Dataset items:
Content starts

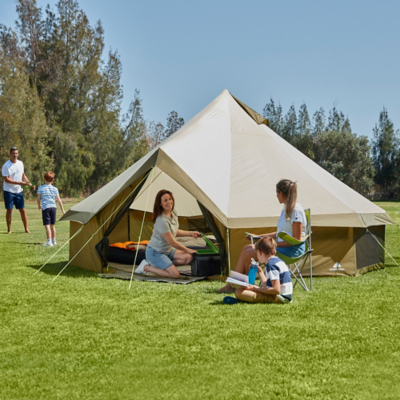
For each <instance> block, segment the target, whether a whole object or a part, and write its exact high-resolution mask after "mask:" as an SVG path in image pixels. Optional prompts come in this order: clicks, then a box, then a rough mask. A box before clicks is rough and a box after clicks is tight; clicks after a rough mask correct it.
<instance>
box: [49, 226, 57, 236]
mask: <svg viewBox="0 0 400 400" xmlns="http://www.w3.org/2000/svg"><path fill="white" fill-rule="evenodd" d="M50 233H51V239H55V238H56V227H55V226H54V225H51V226H50Z"/></svg>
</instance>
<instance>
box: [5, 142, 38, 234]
mask: <svg viewBox="0 0 400 400" xmlns="http://www.w3.org/2000/svg"><path fill="white" fill-rule="evenodd" d="M1 172H2V175H3V197H4V204H5V206H6V210H7V214H6V220H7V229H8V233H11V214H12V210H13V206H14V205H15V208H16V209H17V210H19V212H20V214H21V219H22V222H23V224H24V227H25V232H26V233H30V232H29V229H28V218H27V216H26V211H25V204H24V193H23V190H22V187H21V186H25V185H29V186H32V184H31V183H30V182H29V179H28V178H27V176H26V175H25V173H24V164H23V162H22V161H19V160H18V149H17V148H16V147H11V149H10V159H9V160H8V161H7V162H6V163H5V164H4V165H3V168H2V171H1ZM33 188H34V189H35V187H33Z"/></svg>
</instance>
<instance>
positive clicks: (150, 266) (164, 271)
mask: <svg viewBox="0 0 400 400" xmlns="http://www.w3.org/2000/svg"><path fill="white" fill-rule="evenodd" d="M144 270H145V272H151V273H152V274H154V275H158V276H163V277H165V278H180V277H181V275H180V274H179V271H178V270H177V268H176V267H175V265H171V266H170V267H169V268H167V269H161V268H156V267H153V266H152V265H150V264H147V265H145V267H144Z"/></svg>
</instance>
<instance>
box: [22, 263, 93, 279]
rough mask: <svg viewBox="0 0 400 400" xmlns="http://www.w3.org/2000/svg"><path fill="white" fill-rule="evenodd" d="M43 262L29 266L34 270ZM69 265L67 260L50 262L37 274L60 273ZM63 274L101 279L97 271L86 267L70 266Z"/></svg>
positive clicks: (29, 265) (36, 270)
mask: <svg viewBox="0 0 400 400" xmlns="http://www.w3.org/2000/svg"><path fill="white" fill-rule="evenodd" d="M42 265H43V264H36V265H27V267H28V268H32V269H34V270H36V271H37V270H39V268H40V267H41V266H42ZM66 265H67V261H64V262H58V263H49V264H46V265H45V266H44V267H43V268H42V269H41V270H40V272H39V273H38V274H37V276H39V275H40V274H41V273H43V274H46V275H52V276H56V275H58V273H59V272H60V271H61V270H62V269H63V268H64V267H65V266H66ZM61 275H62V276H68V277H69V278H89V277H90V278H98V279H100V278H99V277H98V276H97V274H96V273H95V272H92V271H87V270H85V269H81V268H77V267H72V266H68V267H67V268H66V269H65V270H64V271H63V272H62V274H61Z"/></svg>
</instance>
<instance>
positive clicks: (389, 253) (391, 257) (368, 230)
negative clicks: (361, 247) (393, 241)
mask: <svg viewBox="0 0 400 400" xmlns="http://www.w3.org/2000/svg"><path fill="white" fill-rule="evenodd" d="M366 230H367V233H369V234H370V235H371V236H372V237H373V238H374V239H375V241H376V243H378V244H379V246H381V247H382V249H383V250H385V251H386V253H388V254H389V257H390V258H391V259H392V260H393V261H394V263H395V264H396V265H397V266H398V267H400V265H399V264H398V262H397V261H396V260H395V259H394V258H393V257H392V255H391V254H390V253H389V252H388V251H387V250H386V248H385V247H384V246H382V245H381V243H380V242H379V240H378V239H377V238H376V237H375V235H374V234H373V233H372V232H371V231H370V230H369V229H368V228H366Z"/></svg>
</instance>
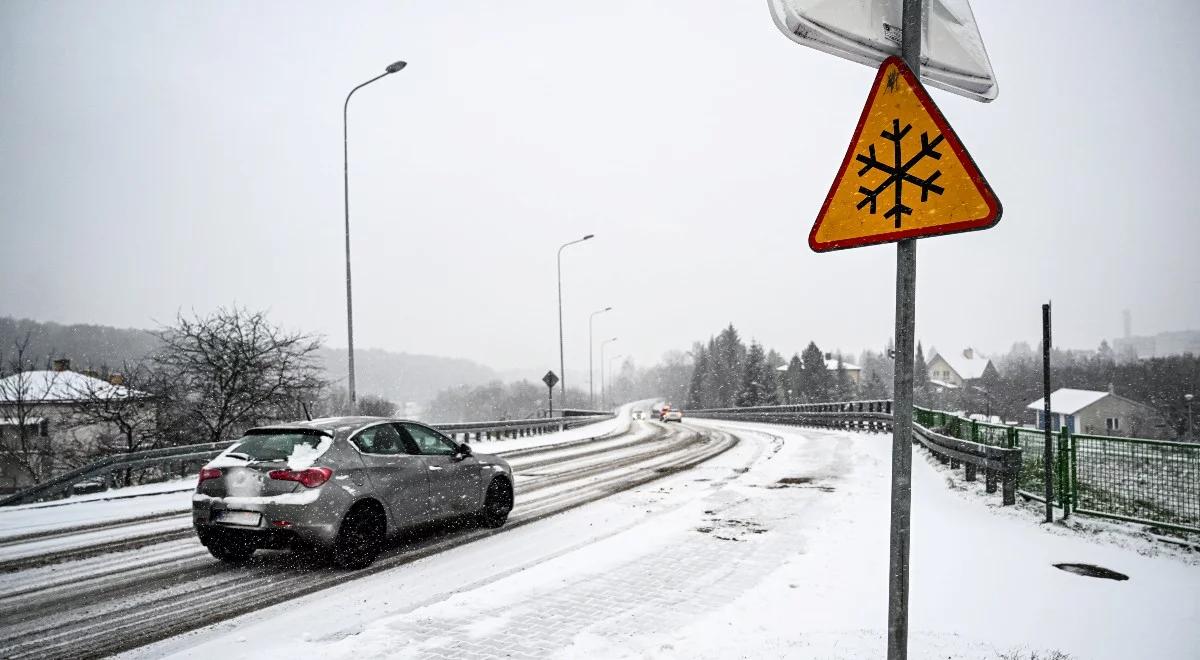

Content ends

_WORK INSTRUCTION_
Report every line of the material above that contains the word "rough".

_REPLY_
For each <instance> block, segment the target, whether a whole object or a part, and write its exact high-resolution mask after "mask:" as an SVG path in image pixels. Optional prompts come in this order: clicks, then a box, then a rough mask. A box before clicks is rough and a box after clicks is tight; clicks after a rough mask correct it.
rough mask: <svg viewBox="0 0 400 400" xmlns="http://www.w3.org/2000/svg"><path fill="white" fill-rule="evenodd" d="M43 262L29 266L34 270ZM69 265L67 260L50 262L37 274L60 273ZM63 274L101 279L97 271L86 267L70 266Z"/></svg>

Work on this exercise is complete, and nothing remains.